Your goal → Here are some records. Copy each one exactly.

************

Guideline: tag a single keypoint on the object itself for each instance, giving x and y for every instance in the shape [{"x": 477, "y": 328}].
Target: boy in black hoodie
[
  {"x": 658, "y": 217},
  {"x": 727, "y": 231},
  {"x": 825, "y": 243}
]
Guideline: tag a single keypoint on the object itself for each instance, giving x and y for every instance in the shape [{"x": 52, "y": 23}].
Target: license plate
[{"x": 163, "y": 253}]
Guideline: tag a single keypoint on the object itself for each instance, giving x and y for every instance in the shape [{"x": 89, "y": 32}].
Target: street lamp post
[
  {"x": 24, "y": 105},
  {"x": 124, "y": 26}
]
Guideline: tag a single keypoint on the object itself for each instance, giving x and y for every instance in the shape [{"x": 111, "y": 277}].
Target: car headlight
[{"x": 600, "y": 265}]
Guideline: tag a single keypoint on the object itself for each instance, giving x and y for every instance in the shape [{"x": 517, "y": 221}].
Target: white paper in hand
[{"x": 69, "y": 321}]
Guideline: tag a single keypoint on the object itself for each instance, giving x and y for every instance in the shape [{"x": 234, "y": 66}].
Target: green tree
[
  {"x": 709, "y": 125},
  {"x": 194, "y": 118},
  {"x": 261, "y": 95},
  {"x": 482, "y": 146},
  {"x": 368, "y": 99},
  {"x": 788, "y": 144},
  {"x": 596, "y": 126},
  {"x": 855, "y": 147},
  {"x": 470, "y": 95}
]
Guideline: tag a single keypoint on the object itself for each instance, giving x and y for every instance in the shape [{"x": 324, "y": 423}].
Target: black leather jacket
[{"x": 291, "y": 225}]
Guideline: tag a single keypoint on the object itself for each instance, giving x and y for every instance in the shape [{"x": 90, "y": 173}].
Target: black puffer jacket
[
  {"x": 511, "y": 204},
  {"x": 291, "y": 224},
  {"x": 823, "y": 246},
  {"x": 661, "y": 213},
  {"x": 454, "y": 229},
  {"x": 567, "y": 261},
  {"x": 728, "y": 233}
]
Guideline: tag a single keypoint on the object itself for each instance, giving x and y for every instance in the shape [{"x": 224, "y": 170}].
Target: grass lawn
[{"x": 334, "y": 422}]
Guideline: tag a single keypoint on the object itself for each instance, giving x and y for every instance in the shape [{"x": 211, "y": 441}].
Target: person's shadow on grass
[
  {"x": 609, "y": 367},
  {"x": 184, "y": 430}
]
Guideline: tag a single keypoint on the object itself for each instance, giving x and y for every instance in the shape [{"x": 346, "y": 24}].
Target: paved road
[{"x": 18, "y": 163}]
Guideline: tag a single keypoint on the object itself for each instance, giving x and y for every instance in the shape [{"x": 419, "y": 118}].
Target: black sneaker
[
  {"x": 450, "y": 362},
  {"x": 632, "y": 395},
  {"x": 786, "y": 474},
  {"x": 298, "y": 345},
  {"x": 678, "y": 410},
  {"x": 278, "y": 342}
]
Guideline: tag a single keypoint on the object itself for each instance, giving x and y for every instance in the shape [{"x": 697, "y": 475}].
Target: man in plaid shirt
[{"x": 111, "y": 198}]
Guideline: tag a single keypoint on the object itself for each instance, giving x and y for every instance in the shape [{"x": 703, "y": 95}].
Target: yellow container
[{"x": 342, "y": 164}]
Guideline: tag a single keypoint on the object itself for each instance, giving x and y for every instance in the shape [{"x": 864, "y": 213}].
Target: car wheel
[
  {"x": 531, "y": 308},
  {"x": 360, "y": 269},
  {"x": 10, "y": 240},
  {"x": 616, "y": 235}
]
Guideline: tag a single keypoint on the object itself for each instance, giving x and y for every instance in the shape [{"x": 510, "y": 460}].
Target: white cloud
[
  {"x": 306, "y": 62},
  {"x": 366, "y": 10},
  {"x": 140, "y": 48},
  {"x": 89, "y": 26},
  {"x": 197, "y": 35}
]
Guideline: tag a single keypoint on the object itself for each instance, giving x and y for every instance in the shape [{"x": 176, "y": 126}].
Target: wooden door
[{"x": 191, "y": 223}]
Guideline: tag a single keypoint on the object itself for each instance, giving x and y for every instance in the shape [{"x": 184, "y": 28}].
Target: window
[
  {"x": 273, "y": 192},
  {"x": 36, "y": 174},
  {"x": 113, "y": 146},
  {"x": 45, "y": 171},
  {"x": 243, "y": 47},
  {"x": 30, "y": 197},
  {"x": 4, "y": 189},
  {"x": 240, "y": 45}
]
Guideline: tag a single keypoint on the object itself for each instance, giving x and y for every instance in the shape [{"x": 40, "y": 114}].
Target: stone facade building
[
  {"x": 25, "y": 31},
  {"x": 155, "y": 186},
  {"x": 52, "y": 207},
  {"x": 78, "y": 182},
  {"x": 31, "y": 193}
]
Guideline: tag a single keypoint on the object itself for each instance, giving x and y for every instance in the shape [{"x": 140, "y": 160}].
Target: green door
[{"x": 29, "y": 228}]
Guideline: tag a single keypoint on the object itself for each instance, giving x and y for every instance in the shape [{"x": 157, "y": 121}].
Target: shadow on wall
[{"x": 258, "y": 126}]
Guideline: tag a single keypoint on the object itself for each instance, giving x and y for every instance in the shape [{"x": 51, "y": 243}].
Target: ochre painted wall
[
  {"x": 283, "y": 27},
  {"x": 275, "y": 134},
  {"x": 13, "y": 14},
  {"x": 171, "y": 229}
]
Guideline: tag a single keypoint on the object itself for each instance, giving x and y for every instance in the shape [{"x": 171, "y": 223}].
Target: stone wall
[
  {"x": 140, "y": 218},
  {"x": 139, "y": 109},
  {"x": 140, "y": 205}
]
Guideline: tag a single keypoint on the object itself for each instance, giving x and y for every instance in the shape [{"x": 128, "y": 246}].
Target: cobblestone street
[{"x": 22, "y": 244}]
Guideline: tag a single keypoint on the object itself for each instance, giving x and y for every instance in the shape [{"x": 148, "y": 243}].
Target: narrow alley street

************

Answer in full →
Guideline: tag a single keypoint on the object itself for each instance, giving x and y for every instance in the shape [{"x": 477, "y": 328}].
Target: boy in black hoodie
[
  {"x": 658, "y": 217},
  {"x": 727, "y": 231},
  {"x": 825, "y": 243}
]
Guideline: tag a single keypoint on the object itself for each instance, giving x and y for every instance in the shape [{"x": 52, "y": 23}].
Target: license plate
[{"x": 163, "y": 253}]
Guideline: tag a single keypoint on the object itself for each instance, giving x and y for every instance in the shape [{"x": 89, "y": 32}].
Target: street lamp post
[
  {"x": 24, "y": 105},
  {"x": 124, "y": 26}
]
Guideline: tag a single keypoint on the object itself for each instance, giving x and y for every instance in the shape [{"x": 111, "y": 277}].
Target: car headlight
[{"x": 600, "y": 265}]
Guideline: tag a single keypoint on the object itself for each instance, giving x and y for every instance in the shape [{"x": 517, "y": 221}].
Target: white paper in hand
[{"x": 69, "y": 321}]
Guideline: tag a single keypoint on the object itself for each instance, giving x and y for every instance in the shape [{"x": 234, "y": 66}].
Target: green tree
[
  {"x": 709, "y": 125},
  {"x": 194, "y": 118},
  {"x": 261, "y": 95},
  {"x": 482, "y": 146},
  {"x": 368, "y": 99},
  {"x": 788, "y": 144},
  {"x": 596, "y": 126},
  {"x": 855, "y": 147},
  {"x": 470, "y": 95}
]
Guideline: tag a single keypoint on the object itself for each instance, giving x and y for every instance in the shape [{"x": 324, "y": 423}].
Target: black leather jacket
[{"x": 291, "y": 225}]
Guideline: tag a single keypoint on the object itself for each instance, giving x and y for every instance in the shape [{"x": 90, "y": 173}].
Target: black puffer jacket
[
  {"x": 511, "y": 204},
  {"x": 291, "y": 224},
  {"x": 823, "y": 246},
  {"x": 661, "y": 213},
  {"x": 454, "y": 229},
  {"x": 567, "y": 261},
  {"x": 728, "y": 233}
]
Guideline: tag a single keypoint on the object itself for each instance, giving x and y for every instance in the shape [{"x": 224, "y": 170}].
Target: grass lawn
[{"x": 334, "y": 422}]
Guideline: tag a single keypoint on the object itself for each instance, giving x and y for every instance in the shape [{"x": 211, "y": 441}].
Target: person's shadow on grass
[
  {"x": 609, "y": 367},
  {"x": 184, "y": 430}
]
Guideline: tag a single keypoint on the object itself for each instance, giving x and y for every instance in the shape [{"x": 346, "y": 24}].
Target: paved road
[{"x": 18, "y": 163}]
Guideline: tag a single keypoint on the object itself for each instance, giving x and y for every instance in the shape [{"x": 419, "y": 118}].
Target: black sneaker
[
  {"x": 450, "y": 362},
  {"x": 632, "y": 395},
  {"x": 786, "y": 474},
  {"x": 298, "y": 345},
  {"x": 678, "y": 410},
  {"x": 278, "y": 342}
]
Guideline: tag a single keypoint on the object itself for each instance, giving x and y for every instance in the shape [{"x": 697, "y": 475}].
Target: man in plaid shirt
[{"x": 111, "y": 198}]
Guideline: tag a single keypoint on the object itself for each instance, giving x and y for every instance in the shape [{"x": 703, "y": 95}].
Target: yellow container
[{"x": 342, "y": 164}]
Guideline: tag a single keypoint on the object itself for each instance, giving x and y for every instance in the shape [{"x": 864, "y": 213}].
Target: car wheel
[
  {"x": 531, "y": 308},
  {"x": 360, "y": 269},
  {"x": 10, "y": 240},
  {"x": 616, "y": 235}
]
Guideline: tag a single keypoint on the object itself for each instance, giving x and y for every instance in the shape [{"x": 510, "y": 460}].
Target: white cloud
[
  {"x": 306, "y": 62},
  {"x": 366, "y": 10},
  {"x": 140, "y": 48},
  {"x": 89, "y": 26},
  {"x": 197, "y": 35}
]
Guideline: tag a single keypoint on the object itself for each instance, giving x and y for every instance in the shape [{"x": 176, "y": 126}].
Target: wooden door
[{"x": 191, "y": 223}]
Guideline: tag a single keypoint on the object itself for each instance, giving x and y for every instance in the shape [{"x": 184, "y": 28}].
Target: window
[
  {"x": 273, "y": 192},
  {"x": 36, "y": 174},
  {"x": 113, "y": 146},
  {"x": 45, "y": 171},
  {"x": 243, "y": 47},
  {"x": 30, "y": 197},
  {"x": 4, "y": 189},
  {"x": 240, "y": 45}
]
Guideline: tag a single keypoint on the object itself for each instance, giving x and y for every instance in the shape [{"x": 40, "y": 114}].
Target: stone facade building
[
  {"x": 25, "y": 31},
  {"x": 155, "y": 186},
  {"x": 52, "y": 207},
  {"x": 78, "y": 182},
  {"x": 31, "y": 193}
]
Guideline: tag a single keypoint on the object itself for each instance, giving x and y for every instance in the shape [{"x": 140, "y": 160}].
Target: green door
[{"x": 29, "y": 228}]
Guideline: tag a single keypoint on the object itself for each instance, giving x and y for every instance in the shape [{"x": 157, "y": 121}].
Target: shadow on wall
[{"x": 258, "y": 126}]
Guideline: tag a single keypoint on the object itself for each instance, giving x and y for every instance in the shape [{"x": 51, "y": 243}].
Target: ochre painted wall
[
  {"x": 283, "y": 27},
  {"x": 275, "y": 134},
  {"x": 13, "y": 14},
  {"x": 171, "y": 229}
]
Guideline: tag a single keypoint on the object itself for each instance, giving x and y for every instance in the shape [{"x": 171, "y": 223}].
Target: stone wall
[
  {"x": 140, "y": 218},
  {"x": 139, "y": 109},
  {"x": 140, "y": 205}
]
Guideline: tag a single keypoint on the object itself for each instance, giving x and y for every instance in the shape [{"x": 128, "y": 246}].
Target: cobblestone street
[{"x": 22, "y": 244}]
Guideline: tag a single keypoint on the object itself for each instance, giving x and y for every instance in the shape [{"x": 148, "y": 243}].
Target: narrow alley street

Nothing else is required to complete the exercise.